__What this task involves__. For each entry, restate it word for word while omitting any image it holds.

[[ Records shown, beginning ]]

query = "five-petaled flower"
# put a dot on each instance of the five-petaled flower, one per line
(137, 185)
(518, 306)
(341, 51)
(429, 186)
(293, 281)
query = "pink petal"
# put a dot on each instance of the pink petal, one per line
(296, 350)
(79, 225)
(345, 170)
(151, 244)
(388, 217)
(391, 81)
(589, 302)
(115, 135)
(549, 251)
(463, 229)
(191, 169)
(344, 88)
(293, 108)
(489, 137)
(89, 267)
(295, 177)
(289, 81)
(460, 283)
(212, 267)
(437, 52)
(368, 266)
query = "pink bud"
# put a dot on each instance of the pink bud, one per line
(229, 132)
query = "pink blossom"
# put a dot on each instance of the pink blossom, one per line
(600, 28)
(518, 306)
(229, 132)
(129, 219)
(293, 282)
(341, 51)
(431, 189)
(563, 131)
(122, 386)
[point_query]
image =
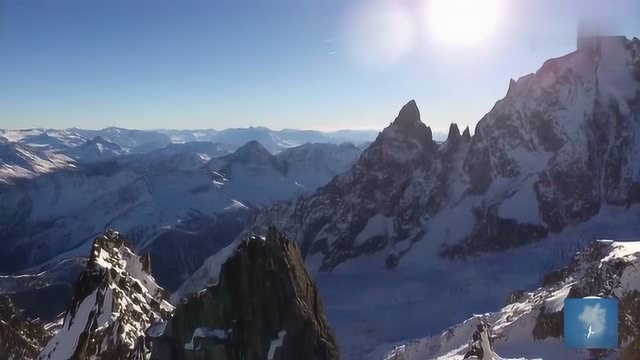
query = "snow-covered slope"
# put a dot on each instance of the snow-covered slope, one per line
(96, 149)
(314, 165)
(530, 325)
(23, 162)
(265, 306)
(130, 139)
(553, 165)
(20, 338)
(180, 203)
(274, 141)
(557, 148)
(115, 300)
(53, 282)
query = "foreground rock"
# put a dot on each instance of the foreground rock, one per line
(20, 338)
(115, 300)
(264, 306)
(530, 326)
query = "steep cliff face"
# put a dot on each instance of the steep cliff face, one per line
(562, 144)
(264, 306)
(115, 300)
(20, 338)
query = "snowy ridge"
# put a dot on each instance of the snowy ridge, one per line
(23, 162)
(530, 327)
(208, 273)
(115, 301)
(553, 164)
(173, 192)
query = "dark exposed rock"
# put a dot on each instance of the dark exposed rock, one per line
(265, 305)
(493, 233)
(20, 337)
(114, 300)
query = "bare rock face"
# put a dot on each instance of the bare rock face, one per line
(531, 324)
(264, 306)
(561, 145)
(115, 300)
(20, 338)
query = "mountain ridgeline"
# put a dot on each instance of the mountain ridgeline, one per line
(559, 148)
(265, 306)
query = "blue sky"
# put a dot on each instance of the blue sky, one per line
(312, 64)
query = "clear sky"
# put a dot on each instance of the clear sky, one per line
(312, 64)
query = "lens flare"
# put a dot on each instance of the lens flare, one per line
(380, 35)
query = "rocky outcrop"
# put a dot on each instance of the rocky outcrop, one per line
(20, 338)
(264, 306)
(115, 300)
(560, 146)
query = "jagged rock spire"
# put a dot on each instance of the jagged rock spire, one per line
(454, 132)
(466, 134)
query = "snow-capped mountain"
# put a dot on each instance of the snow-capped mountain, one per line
(45, 139)
(115, 300)
(552, 165)
(53, 282)
(558, 147)
(316, 164)
(274, 141)
(130, 139)
(530, 326)
(264, 306)
(20, 337)
(23, 162)
(180, 203)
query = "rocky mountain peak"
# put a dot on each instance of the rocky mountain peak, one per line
(265, 306)
(454, 132)
(20, 338)
(466, 134)
(115, 299)
(252, 151)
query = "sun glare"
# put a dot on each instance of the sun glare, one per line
(463, 23)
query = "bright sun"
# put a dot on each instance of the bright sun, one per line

[[ Records shown, end ]]

__Completed task__.
query = "five-petaled flower"
# put a dot on each instance of the five-petaled flower, one per line
(137, 185)
(518, 306)
(341, 51)
(429, 186)
(293, 281)
query = "pink petal"
# put a dot on each instance of the pink petal, one per line
(296, 350)
(79, 225)
(345, 170)
(151, 244)
(388, 217)
(391, 81)
(589, 302)
(115, 135)
(549, 251)
(463, 229)
(191, 169)
(344, 88)
(293, 108)
(489, 137)
(89, 267)
(295, 177)
(289, 81)
(460, 283)
(212, 267)
(437, 52)
(368, 266)
query = "pink bud"
# put a dot on each instance of the pink bud, one per line
(229, 132)
query = "pink blossom"
# put a dot on each instance of the pink blossom, one per line
(600, 28)
(518, 306)
(229, 132)
(129, 219)
(293, 282)
(341, 51)
(431, 189)
(563, 131)
(122, 386)
[point_query]
image =
query = "snow-covered slope"
# put a dot on each instance of the snow-covered slope, one per line
(96, 149)
(314, 165)
(530, 325)
(23, 162)
(265, 306)
(130, 139)
(553, 165)
(20, 338)
(180, 203)
(274, 141)
(557, 148)
(115, 300)
(53, 282)
query = "foreground rock"
# put a dot on each instance of the foreground rock, one per line
(20, 338)
(115, 300)
(264, 306)
(530, 326)
query = "steep cliff face"
# put a dot on each instance of the steep cliff face, one per line
(562, 144)
(264, 306)
(115, 300)
(20, 338)
query = "snowy ridge"
# put a dot on each instance of the snowy ridge, one per line
(23, 162)
(530, 327)
(208, 273)
(115, 301)
(553, 164)
(173, 192)
query = "dark exposed rock"
# put a dot on each instance of the dark exposed rock, one per line
(265, 305)
(493, 233)
(20, 337)
(114, 300)
query = "bare rock face"
# put a dot on each instance of the bare rock face, one per line
(531, 324)
(264, 306)
(561, 145)
(115, 300)
(20, 338)
query = "mountain ridgeline"
# put a dot on each instance of the mountain ridgeline, one per line
(559, 148)
(265, 306)
query = "blue sky"
# put a dot on each instance of the blue sky, one per line
(312, 64)
query = "clear sky"
# put a dot on each instance of the clear sky, one per line
(312, 64)
query = "lens flare"
# put a dot on each instance of the lens flare, one per line
(380, 35)
query = "rocky outcrop"
# put a dot on each instance of the rocky outcrop, one per line
(20, 338)
(264, 306)
(115, 300)
(560, 146)
query = "jagged rock spire"
# put a dot on each instance of the jagged rock spire, one per line
(454, 132)
(466, 134)
query = "snow-capped mountain"
# put a dot on each instance of the snow-capped mountain, one per line
(45, 139)
(115, 300)
(552, 165)
(53, 282)
(558, 147)
(316, 164)
(274, 141)
(130, 139)
(530, 326)
(264, 306)
(20, 337)
(23, 162)
(180, 203)
query = "rocky mountain peak"
# put a dot on each instance of the rocky mountain peak, one per line
(265, 306)
(454, 132)
(20, 338)
(466, 134)
(115, 299)
(252, 151)
query = "sun glare"
# put a dot on each instance of the sun glare, one per line
(463, 23)
query = "bright sun"
# put a dot on each instance of the bright sun, one per line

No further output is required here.